-- TASKS TO PERFORM --
[1] Transcribe the passage of the wine competition thread from "All critique aside, there" to "disappointing for me.".
[2] Answer these on the wine competition thread:
(a) How many bronze, silver, and gold medals did Wine-O win?
(b) At what time did the open bar open?
(c) How many people were in JohnT's group?

-- PASSAGE GIVEN --

===============

Shucks guys, you are making me blush! Thanks so much for the kind words..

I was very surprised that some of my entries did not place at all, and very surprised at what did win medals and what did not. I entered a 2013 Riesling that (IMHO) is everything that a dry Riesling should be and one of the two best wines I entered. It made it to the finals, but did not medal. I found that very surprising.

Well, the important thing is that I like it. Given that judging wine is subjective, I wonder how the Riesling would do in other competitions. Perhaps I will enter another contest and find out.


----------



## JohnT

Wine-O said:


> I didn't do much better John, 3 bronze, 1 silver, and 1 gold. And the gold was for my Mead! My wife got 2 silvers and a gold.
> What happened to the Best of Show awards for reds and whites? My wife had a gold for her chardonnay and thought she had a good chance getting the best of show for whites, there wasn't too many gold medals for the whites. Did they forget or are they getting cheap?
> Plus the vendor area is getting smaller and smaller each year. And this year they really rushed us with the food, the whole thing (except the dancing) was over by 9:30.


 

I was wondering about the best in show myself. Not sure why they did not have it this year. I won the winemaker of the year award a number of years back and have been told that I was no longer eligible for that, so I was trying for best in show.

I noticed a number of things. First, the lack of vendors was surprising. To be honest, I did not see any, but my wife said that they were all huddled into a side room. The last one we went to (4 or 5 years ago) was jam-packed with vendors.

I was also surprised by how few finalists there were. The list was less than two pages long. Most years, the list is 3 or 4 pages long. Not sure if this was due to a smaller number of entries this year?

The all over quality of the food was great! I especially liked the clams oreganato and the fried calamari. They did seem to pull the buffet early. I went for some food around 8:30 and all they had was desserts. Really wanted to try the raw oysters. 

At first, the wine bars were serving the finalist wines. Around 7pm, they ran out of the finalists and started pouring the "non-finalist" wines. The finalists were awesome, but the three non-finalists I tried were just plain awful. Luckily, the open bar opened at 8pm. Switched to brandy at that point. Hiring a limo was a very smart thing to do.

All critique aside, there were 14 in our group. We ate, we drank, we danced and we smoked (outside courtyard) hand rolled cigars with our brandy. It really was a good time even though a bit disappointing for me.


----------



## Billpizzaiolo

Thanks for the review. Was it very crowded? The one we went to a number of year's ago was in a country club and the food was outstanding and overflowing. It was very very well attended. There were pages and pages of winners from every category. The finalist wines they served were not as good as we expected. The run of the mill were hard to drink. We (four cousins each entering their wines) didn't send in any bottles this year or buy tickets.

===============

Pointing items
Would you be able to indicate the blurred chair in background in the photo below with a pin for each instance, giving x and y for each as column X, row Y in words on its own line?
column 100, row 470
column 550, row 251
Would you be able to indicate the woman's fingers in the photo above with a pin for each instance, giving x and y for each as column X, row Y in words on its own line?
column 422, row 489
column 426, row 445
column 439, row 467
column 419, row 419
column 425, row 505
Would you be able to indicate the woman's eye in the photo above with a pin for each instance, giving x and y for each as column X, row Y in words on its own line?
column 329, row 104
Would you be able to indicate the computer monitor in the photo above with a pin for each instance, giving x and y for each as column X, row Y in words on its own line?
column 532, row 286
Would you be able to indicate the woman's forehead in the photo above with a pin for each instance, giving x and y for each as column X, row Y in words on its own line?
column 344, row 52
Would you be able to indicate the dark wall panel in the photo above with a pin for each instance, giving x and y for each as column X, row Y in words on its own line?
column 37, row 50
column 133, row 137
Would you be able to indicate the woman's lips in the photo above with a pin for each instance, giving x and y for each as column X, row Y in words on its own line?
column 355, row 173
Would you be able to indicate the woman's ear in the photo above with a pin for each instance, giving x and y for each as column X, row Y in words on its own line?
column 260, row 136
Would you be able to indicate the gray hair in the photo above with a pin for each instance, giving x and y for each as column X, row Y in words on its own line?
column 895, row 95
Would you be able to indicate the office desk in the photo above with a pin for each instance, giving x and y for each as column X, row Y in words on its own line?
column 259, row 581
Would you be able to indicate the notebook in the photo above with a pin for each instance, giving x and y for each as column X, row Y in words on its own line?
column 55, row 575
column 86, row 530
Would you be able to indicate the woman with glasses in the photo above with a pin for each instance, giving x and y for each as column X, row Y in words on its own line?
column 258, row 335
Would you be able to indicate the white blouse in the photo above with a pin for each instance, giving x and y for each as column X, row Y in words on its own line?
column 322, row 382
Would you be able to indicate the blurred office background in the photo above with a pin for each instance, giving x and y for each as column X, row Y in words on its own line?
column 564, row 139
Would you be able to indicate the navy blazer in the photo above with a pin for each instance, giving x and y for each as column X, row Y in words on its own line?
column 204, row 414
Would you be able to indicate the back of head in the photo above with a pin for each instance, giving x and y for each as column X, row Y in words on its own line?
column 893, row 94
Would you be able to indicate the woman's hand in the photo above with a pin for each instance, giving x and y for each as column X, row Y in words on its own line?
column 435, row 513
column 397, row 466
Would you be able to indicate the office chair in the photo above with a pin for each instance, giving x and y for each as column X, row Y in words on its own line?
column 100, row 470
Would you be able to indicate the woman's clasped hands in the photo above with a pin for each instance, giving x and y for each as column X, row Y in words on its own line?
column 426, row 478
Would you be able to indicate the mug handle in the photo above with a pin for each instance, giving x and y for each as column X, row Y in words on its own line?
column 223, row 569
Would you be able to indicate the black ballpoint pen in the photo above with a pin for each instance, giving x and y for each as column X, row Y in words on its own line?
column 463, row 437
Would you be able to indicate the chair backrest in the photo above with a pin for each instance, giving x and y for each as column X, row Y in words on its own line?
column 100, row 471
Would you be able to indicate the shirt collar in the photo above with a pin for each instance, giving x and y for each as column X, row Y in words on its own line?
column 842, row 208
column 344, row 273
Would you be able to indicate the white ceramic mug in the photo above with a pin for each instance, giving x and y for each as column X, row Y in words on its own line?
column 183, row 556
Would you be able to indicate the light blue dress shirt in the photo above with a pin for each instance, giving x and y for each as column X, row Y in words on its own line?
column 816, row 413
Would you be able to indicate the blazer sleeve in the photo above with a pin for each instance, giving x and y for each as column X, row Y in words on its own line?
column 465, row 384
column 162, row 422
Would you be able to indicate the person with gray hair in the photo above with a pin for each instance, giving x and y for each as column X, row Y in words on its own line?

===============

-- TASK-BY-TASK ANSWERS --
[1]
All critique aside, there were 14 in our group. We ate, we drank, we danced and we smoked (outside courtyard) hand rolled cigars with our brandy. It really was a good time even though a bit disappointing for me.

[2]
(a) Three bronze, one silver, and one gold.
(b) At 8pm.
(c) Fourteen.